* **Working data**:
━━━━━━
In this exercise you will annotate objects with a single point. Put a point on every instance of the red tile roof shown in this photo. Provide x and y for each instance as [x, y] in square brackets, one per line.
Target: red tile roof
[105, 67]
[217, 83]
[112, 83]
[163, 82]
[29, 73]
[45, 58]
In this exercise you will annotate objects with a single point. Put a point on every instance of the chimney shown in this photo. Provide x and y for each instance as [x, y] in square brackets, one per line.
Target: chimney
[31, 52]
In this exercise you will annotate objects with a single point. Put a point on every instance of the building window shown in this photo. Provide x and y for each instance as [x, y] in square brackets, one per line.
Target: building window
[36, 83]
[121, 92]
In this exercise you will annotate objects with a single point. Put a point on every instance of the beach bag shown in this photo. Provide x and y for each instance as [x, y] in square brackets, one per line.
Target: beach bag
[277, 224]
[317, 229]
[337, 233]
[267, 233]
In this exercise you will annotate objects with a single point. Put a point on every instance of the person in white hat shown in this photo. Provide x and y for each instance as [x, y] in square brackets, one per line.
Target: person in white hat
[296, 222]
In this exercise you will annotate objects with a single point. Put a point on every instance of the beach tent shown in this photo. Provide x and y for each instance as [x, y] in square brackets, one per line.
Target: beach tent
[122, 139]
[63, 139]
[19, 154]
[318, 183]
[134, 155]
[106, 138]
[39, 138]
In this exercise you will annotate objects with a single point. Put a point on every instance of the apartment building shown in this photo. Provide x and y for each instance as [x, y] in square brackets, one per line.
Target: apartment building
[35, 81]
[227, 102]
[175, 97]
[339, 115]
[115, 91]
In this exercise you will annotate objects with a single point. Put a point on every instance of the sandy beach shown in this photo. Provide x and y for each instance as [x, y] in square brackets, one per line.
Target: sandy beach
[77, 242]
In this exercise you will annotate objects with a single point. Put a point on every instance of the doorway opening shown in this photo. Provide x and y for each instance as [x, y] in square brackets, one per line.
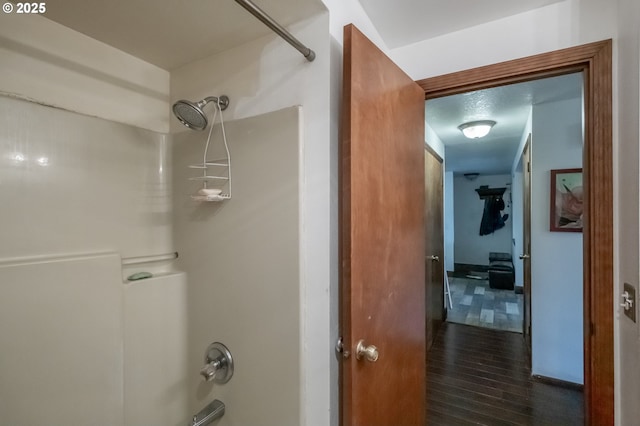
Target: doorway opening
[594, 60]
[487, 246]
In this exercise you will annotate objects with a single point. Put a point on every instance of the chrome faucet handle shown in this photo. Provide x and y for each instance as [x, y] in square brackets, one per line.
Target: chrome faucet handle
[218, 364]
[210, 370]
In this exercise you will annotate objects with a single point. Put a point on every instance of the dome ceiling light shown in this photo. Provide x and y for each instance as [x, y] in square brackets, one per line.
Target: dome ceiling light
[476, 129]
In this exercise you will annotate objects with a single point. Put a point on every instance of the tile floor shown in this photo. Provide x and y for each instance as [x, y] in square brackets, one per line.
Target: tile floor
[475, 303]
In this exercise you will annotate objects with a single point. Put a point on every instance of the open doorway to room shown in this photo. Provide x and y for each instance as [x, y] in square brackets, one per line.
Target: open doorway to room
[498, 203]
[484, 190]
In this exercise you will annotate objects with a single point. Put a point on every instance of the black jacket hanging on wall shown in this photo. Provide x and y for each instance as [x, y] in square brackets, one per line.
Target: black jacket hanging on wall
[492, 218]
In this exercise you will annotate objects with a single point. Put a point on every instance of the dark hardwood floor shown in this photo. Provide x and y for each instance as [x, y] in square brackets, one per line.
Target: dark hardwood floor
[479, 376]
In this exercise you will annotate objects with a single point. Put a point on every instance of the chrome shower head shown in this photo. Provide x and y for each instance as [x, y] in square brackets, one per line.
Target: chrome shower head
[192, 114]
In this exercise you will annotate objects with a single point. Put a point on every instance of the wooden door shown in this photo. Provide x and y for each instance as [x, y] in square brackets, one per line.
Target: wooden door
[526, 241]
[434, 240]
[382, 240]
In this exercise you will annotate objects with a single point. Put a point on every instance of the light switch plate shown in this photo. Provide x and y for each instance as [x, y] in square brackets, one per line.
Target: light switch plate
[631, 313]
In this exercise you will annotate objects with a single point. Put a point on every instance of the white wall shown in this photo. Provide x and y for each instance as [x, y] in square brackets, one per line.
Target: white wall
[54, 65]
[469, 246]
[556, 257]
[449, 222]
[517, 225]
[432, 139]
[559, 25]
[103, 193]
[626, 160]
[263, 76]
[517, 196]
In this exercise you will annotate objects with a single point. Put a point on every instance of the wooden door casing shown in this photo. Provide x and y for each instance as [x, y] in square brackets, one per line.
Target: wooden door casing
[434, 239]
[381, 239]
[526, 242]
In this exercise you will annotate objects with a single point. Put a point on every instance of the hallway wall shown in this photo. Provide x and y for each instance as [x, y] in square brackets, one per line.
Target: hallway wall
[556, 257]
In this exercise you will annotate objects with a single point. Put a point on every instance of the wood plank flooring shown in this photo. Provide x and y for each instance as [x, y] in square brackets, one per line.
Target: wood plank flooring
[479, 376]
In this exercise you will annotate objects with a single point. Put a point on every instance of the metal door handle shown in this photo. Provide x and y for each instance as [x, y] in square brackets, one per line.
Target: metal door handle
[370, 353]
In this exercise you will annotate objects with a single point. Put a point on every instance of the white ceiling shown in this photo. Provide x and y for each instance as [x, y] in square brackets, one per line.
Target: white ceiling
[171, 33]
[508, 106]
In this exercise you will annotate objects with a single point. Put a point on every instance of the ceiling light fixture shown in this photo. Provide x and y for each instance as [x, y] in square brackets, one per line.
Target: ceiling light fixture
[476, 129]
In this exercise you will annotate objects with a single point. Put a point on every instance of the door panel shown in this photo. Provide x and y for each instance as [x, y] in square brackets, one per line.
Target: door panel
[382, 239]
[526, 242]
[434, 239]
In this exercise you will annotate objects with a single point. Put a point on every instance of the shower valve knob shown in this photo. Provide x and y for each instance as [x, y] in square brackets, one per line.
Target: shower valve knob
[218, 366]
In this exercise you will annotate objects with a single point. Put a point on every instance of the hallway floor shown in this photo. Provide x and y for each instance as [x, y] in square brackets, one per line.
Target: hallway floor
[475, 303]
[479, 376]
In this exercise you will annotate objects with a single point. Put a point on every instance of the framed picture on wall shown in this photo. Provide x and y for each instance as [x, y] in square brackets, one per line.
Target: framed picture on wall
[566, 200]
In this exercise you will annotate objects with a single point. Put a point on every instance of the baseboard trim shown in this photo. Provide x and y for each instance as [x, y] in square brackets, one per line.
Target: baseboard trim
[558, 382]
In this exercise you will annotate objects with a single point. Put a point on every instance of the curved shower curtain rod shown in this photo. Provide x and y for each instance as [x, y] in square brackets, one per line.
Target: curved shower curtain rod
[277, 28]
━━━━━━
* **Your goal**: Make an exact copy of all entries above, dropping the images.

* **Response to the exercise**:
In this exercise you will annotate objects with a single point. Put a point on every instance of the red tile roof shown in this photo. Provide x and y for each instance as [x, y] in square brackets, one per line.
Target: red tile roof
[105, 67]
[217, 83]
[112, 83]
[163, 82]
[29, 73]
[45, 58]
In this exercise you will annotate objects with a single point. Put a point on every instance of the chimney shown in this photo. Provide x and y for each instance as [x, y] in square brackets, one per line.
Target: chimney
[31, 52]
In this exercise you will annotate objects with a single point. Put a point on every instance of the building window shown in this photo. Provide x and y for each instance as [x, y] in square brackets, one per line.
Target: building window
[36, 83]
[121, 92]
In this exercise you will annotate objects with a single point. Put a point on every instance of the beach bag shown in this photo. Provide x and y for each instance as [x, y] in square brackets, one per line.
Target: beach bag
[277, 224]
[317, 229]
[337, 233]
[267, 233]
In this exercise you will annotate objects with a single point. Put a point on every instance of the person in white hat shown in this photo. Provide x and y for each instance as [x, y] in square brackets, one per line.
Target: person in white hat
[296, 222]
In this exercise you will annotate objects with a single point. Put a point on every instance of the beach tent shown in this photo. Provide x and y for each instance as [x, y] in square brackets, one per line.
Target: beach tent
[122, 139]
[63, 139]
[19, 154]
[318, 183]
[134, 155]
[106, 138]
[39, 138]
In this exercise you will annotate objects with a single point. Put a point on every instance of the apartment building shown in this photo. Provide x and y for each instance as [x, y] in square brackets, one per line.
Target: apartment building
[35, 81]
[227, 102]
[175, 97]
[339, 115]
[115, 91]
In this exercise you will annotate objects with a single point. Put a point on every instance of the sandy beach shown in this photo. Provide x and y for each instance as [x, y] in square brackets, one per line.
Target: sandy beach
[77, 242]
In this exercise you will annotate objects with a single point. Put a point on every instance of the doorway opening shown in this photo. Provide x and y for each instance as [x, y] in square brackets, one per line.
Target: doorway opening
[594, 60]
[487, 246]
In this exercise you will annotate objects with a single point. Put a point on every instance of the chrome faucet handle shown in this photo. Provide x and y for each instance as [x, y] in square brackets, one per line.
Target: chrome faucet handle
[218, 364]
[210, 370]
In this exercise you will annotate objects with a single point. Put a point on every instance of the dome ceiling light shown in this photo. Provide x and y for each instance as [x, y] in square brackets, one per line.
Target: dome ceiling light
[476, 129]
In this exercise you will annotate objects with a single point. Put a point on every instance of the tile floor shown in this photo. Provide x and y for each instance as [x, y] in square brackets, one per line.
Target: tile floor
[475, 303]
In this exercise you will annotate objects with a single point. Put a point on every instance of the open doorway to room shown in this photo. Provide x and y for each instance as [x, y] in square brackets, one per line.
Target: open doorway to room
[498, 203]
[484, 190]
In this exercise you will annotate objects with a single point. Put a point on every instance of the black jacket hanging on wall shown in this photo. Provide x and y for each instance as [x, y] in square brackets, one per line.
Target: black jacket hanging on wall
[492, 218]
In this exercise you will annotate objects with a single point. Put a point on every instance of the dark hardwood floor shown in this photo. Provide x and y for each instance as [x, y] in square brackets, one per line.
Target: dark hardwood floor
[479, 376]
In this exercise you will annotate objects with a single point. Put a point on every instance of the chrome shower head shown in this photo. Provide x and y for each instance as [x, y] in square brackets, one per line.
Target: chrome shower head
[192, 114]
In this exercise you will annotate objects with a single point. Put a point on every instance of the wooden door shown in this photo. Provide x and y for each instance as [x, y] in square brackets, one per line.
Target: wooden door
[526, 241]
[434, 240]
[382, 240]
In this exercise you will annotate objects with a single point. Put a point on every instance of the light switch plate shown in this photo. Provide x and y for each instance as [x, y] in square brackets, one per line.
Target: light switch plate
[631, 313]
In this exercise you will annotate objects with a single point. Put a point on every instance of the white wall shown in this photo. Provide x and y for each instance as [x, y] in square brackets, one per line.
Target: white wall
[54, 65]
[469, 246]
[556, 257]
[449, 222]
[517, 225]
[432, 139]
[559, 25]
[103, 193]
[626, 160]
[263, 76]
[517, 196]
In this exercise you will annotate objects with a single point. Put a point on every instance of the wooden door casing shown in this photo. Provide x and y for each instance as [x, y] in square brackets, one per line.
Target: wooden door casing
[434, 239]
[381, 239]
[526, 242]
In this exercise you will annotate objects with a single point. Put a point on every instance of the hallway wall shown in this photo. Provide x and y for each instance as [x, y] in square brackets, one per line.
Target: hallway wall
[556, 257]
In this exercise you will annotate objects with a single point. Put a point on every instance of the wood plank flooring shown in this photo. Provide x and y for each instance as [x, y] in square brackets, one per line.
Target: wood plank flooring
[479, 376]
In this exercise you will annotate objects with a single point. Put a point on every instance of the metal door handle shown in this photo. Provide x and y for each instance as [x, y] in square brackets, one per line.
Target: metal door handle
[370, 353]
In this exercise you will annotate objects with a single point. Put a point on every instance of the white ceiling shown in this photo. Provide x and y for each instance as [x, y] in square brackets, one per line.
Target: white ceiling
[171, 33]
[508, 106]
In this exercise you will annotate objects with a single point. Put a point on every instance of the ceiling light fixture shown in this photo. Provide x and y for each instance as [x, y] in square brackets, one per line.
Target: ceiling light fixture
[476, 129]
In this exercise you will annotate objects with a single point. Put a point on every instance of the door panel shown in this photo. Provide x and y for each instance as [x, y] in square brackets, one per line.
Target: door panel
[382, 239]
[526, 242]
[434, 239]
In this exercise you will annotate objects with a single point. Put a point on every instance of the shower valve knob shown in this photo. Provide x and y for each instance as [x, y] in square brackets, one per line.
Target: shower valve knob
[218, 366]
In this exercise you will annotate objects with a single point. Put a point on every instance of the hallway floor shown in this photo. Provide x and y for each instance as [x, y] in square brackets, one per line.
Target: hallway floor
[475, 303]
[479, 376]
In this exercise you will annotate objects with a single point. Put a point on every instance of the framed picture on wall shown in this photo. Provide x and y for each instance as [x, y] in square brackets, one per line.
Target: framed picture on wall
[566, 200]
In this exercise you will annotate objects with a single point. Put a point on every instance of the baseboard trim shown in this photo. Provide x and y for each instance as [x, y] in square brackets, one per line.
Target: baseboard trim
[558, 382]
In this exercise you will annotate objects with a single point. Put a point on every instance of the curved shower curtain rod shown in this photo. Provide x and y for each instance as [x, y] in square brackets, one per line.
Target: curved shower curtain rod
[277, 28]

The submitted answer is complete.